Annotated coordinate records

◆ ◆ ◆ ◆ ◆

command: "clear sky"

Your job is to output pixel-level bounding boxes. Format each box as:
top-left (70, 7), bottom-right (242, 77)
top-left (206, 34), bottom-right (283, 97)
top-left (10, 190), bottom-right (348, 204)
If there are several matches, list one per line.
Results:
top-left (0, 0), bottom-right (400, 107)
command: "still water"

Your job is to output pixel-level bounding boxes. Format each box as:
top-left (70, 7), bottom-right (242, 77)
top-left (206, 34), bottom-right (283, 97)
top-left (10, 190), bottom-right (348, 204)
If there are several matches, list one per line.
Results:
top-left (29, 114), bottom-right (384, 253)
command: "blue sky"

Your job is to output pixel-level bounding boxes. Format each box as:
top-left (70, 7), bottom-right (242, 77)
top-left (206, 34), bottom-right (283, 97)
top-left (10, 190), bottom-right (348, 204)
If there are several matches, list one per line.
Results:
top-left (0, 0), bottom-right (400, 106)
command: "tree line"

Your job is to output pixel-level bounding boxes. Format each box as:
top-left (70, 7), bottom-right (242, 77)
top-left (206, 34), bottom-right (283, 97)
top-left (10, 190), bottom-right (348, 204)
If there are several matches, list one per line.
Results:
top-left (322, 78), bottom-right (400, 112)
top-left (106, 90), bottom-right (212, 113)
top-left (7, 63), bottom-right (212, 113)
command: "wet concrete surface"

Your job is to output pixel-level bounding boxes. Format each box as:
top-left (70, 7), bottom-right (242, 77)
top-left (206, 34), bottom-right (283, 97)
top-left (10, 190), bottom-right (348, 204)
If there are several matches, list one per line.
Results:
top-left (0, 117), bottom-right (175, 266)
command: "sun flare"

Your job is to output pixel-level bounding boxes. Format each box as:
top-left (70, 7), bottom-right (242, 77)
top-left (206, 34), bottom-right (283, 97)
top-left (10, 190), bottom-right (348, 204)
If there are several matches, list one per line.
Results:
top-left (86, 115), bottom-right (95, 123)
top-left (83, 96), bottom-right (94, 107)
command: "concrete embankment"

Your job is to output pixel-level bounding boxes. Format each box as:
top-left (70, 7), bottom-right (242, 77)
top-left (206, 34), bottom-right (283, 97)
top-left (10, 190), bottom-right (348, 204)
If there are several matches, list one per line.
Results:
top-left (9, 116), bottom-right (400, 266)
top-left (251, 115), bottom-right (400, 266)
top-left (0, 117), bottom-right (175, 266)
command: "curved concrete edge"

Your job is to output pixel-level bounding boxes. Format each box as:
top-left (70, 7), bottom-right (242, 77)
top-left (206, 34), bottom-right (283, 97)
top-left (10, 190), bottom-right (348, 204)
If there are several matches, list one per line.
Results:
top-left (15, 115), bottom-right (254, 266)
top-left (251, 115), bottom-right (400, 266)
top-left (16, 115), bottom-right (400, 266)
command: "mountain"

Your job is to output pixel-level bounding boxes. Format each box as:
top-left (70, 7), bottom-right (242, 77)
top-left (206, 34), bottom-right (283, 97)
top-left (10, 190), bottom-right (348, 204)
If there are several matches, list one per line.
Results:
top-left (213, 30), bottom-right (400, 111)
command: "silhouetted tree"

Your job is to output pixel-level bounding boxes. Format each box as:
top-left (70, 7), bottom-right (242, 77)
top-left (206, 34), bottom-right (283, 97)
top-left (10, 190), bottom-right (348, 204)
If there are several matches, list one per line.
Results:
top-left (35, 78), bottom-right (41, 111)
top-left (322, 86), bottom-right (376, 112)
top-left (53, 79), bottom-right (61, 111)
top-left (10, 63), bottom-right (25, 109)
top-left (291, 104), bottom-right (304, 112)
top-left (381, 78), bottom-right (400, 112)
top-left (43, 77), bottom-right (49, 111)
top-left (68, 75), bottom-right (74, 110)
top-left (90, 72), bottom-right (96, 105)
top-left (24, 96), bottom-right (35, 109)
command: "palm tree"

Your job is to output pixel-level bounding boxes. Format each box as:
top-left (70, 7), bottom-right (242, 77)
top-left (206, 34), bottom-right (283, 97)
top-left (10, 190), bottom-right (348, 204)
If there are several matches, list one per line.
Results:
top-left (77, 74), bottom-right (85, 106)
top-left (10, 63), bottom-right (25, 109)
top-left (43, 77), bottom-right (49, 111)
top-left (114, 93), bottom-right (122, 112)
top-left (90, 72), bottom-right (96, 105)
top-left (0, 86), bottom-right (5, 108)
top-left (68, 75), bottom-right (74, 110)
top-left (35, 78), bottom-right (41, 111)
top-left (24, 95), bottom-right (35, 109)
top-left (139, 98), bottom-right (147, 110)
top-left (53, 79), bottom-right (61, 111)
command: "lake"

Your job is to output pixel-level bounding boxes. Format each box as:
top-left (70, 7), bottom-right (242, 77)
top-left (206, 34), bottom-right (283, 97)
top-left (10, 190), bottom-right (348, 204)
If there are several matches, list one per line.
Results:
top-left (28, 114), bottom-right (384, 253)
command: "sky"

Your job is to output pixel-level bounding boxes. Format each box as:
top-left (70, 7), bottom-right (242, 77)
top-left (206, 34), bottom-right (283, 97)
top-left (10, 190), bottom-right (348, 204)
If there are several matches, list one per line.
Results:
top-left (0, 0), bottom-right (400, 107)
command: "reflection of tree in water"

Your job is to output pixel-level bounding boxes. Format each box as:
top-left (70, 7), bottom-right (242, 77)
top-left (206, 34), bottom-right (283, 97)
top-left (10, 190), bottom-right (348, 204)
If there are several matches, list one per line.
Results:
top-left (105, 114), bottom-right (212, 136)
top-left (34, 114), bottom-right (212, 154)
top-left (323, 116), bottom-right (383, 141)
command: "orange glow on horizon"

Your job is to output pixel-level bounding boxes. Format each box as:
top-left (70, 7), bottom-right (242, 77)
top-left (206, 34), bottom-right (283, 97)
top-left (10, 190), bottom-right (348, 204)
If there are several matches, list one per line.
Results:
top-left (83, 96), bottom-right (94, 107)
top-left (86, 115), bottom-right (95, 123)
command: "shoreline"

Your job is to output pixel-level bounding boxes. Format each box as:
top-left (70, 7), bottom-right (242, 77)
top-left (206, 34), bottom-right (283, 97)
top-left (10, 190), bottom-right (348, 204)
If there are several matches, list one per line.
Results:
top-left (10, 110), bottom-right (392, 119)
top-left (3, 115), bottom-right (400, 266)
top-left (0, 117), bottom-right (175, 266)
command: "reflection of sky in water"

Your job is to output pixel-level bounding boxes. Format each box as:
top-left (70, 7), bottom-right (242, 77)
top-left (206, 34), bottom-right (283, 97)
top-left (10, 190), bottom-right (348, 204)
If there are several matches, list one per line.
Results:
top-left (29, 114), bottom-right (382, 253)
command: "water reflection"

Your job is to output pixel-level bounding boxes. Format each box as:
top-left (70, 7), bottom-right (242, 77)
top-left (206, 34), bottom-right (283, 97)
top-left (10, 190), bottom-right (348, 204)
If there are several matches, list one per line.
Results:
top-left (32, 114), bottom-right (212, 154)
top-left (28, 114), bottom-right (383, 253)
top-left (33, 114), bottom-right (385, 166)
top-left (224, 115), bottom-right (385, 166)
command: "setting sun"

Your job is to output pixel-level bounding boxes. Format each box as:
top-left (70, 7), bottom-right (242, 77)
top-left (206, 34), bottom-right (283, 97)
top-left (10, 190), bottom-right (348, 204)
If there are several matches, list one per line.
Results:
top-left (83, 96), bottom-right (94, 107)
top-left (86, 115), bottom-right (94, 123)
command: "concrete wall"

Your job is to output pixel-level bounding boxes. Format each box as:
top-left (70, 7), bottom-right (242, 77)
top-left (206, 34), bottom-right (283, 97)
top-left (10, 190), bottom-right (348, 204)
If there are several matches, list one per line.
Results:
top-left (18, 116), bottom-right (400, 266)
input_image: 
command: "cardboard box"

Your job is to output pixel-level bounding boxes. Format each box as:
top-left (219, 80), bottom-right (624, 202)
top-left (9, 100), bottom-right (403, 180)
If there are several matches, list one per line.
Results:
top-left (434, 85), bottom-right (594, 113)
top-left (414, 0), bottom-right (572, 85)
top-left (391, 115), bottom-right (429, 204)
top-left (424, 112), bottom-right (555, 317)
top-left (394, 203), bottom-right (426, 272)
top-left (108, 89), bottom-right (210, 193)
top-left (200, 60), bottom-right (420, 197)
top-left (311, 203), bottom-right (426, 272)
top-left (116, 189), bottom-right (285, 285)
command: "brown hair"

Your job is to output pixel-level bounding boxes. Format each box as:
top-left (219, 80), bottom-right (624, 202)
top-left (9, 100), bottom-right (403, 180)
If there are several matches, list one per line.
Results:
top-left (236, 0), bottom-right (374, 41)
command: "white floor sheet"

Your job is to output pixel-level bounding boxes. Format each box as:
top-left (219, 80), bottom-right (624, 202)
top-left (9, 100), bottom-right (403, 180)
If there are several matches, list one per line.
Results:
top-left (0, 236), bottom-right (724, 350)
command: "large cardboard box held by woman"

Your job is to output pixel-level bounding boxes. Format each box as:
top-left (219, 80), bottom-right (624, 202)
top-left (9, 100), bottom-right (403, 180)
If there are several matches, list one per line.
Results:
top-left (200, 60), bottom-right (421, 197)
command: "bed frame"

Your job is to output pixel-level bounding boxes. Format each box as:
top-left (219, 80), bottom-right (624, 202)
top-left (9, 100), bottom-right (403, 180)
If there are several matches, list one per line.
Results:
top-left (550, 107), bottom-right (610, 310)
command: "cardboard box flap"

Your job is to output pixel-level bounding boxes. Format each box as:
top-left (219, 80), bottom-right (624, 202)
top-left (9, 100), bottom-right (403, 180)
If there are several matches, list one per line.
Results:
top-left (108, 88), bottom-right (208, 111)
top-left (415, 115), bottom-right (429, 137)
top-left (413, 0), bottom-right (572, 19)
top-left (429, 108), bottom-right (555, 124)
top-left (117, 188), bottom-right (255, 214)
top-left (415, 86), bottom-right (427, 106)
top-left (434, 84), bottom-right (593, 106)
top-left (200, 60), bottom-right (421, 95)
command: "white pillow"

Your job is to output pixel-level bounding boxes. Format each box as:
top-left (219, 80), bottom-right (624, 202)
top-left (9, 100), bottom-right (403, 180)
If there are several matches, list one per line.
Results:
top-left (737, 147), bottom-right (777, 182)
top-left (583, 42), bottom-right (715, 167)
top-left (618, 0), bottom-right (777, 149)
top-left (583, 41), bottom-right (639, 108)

◆ ◆ ◆ ◆ ◆

EXERCISE DESCRIPTION: Reproduce only the lines from the line containing "cardboard box held" to the last line of the material above, both of those lines included.

FINISHED ANSWER:
command: "large cardboard box held by woman"

Your job is to output pixel-level bounding boxes. Format each box as:
top-left (219, 80), bottom-right (624, 202)
top-left (9, 100), bottom-right (403, 180)
If there are several matches, list one per line.
Results:
top-left (200, 60), bottom-right (421, 197)
command: "bed frame"

Your job is to output pixel-level bounding boxes. Format each box as:
top-left (219, 80), bottom-right (624, 202)
top-left (9, 100), bottom-right (403, 180)
If there are several matches, list one per line.
Results:
top-left (550, 107), bottom-right (610, 310)
command: "cardboard box flap"

Your job is to output pixel-level bounding boxes. Format each box as:
top-left (219, 80), bottom-right (624, 202)
top-left (9, 100), bottom-right (403, 180)
If there are several matches, list one per line.
Results:
top-left (108, 88), bottom-right (208, 111)
top-left (415, 115), bottom-right (429, 137)
top-left (413, 0), bottom-right (572, 19)
top-left (429, 108), bottom-right (555, 124)
top-left (117, 188), bottom-right (255, 214)
top-left (415, 86), bottom-right (427, 106)
top-left (434, 84), bottom-right (593, 106)
top-left (200, 60), bottom-right (421, 95)
command: "white pillow"

Your job is to output pixel-level bounding boxes. Format each box as:
top-left (219, 80), bottom-right (624, 202)
top-left (9, 100), bottom-right (403, 180)
If there are several matches, list one per line.
Results:
top-left (737, 147), bottom-right (777, 182)
top-left (583, 42), bottom-right (715, 167)
top-left (618, 0), bottom-right (777, 149)
top-left (583, 41), bottom-right (639, 108)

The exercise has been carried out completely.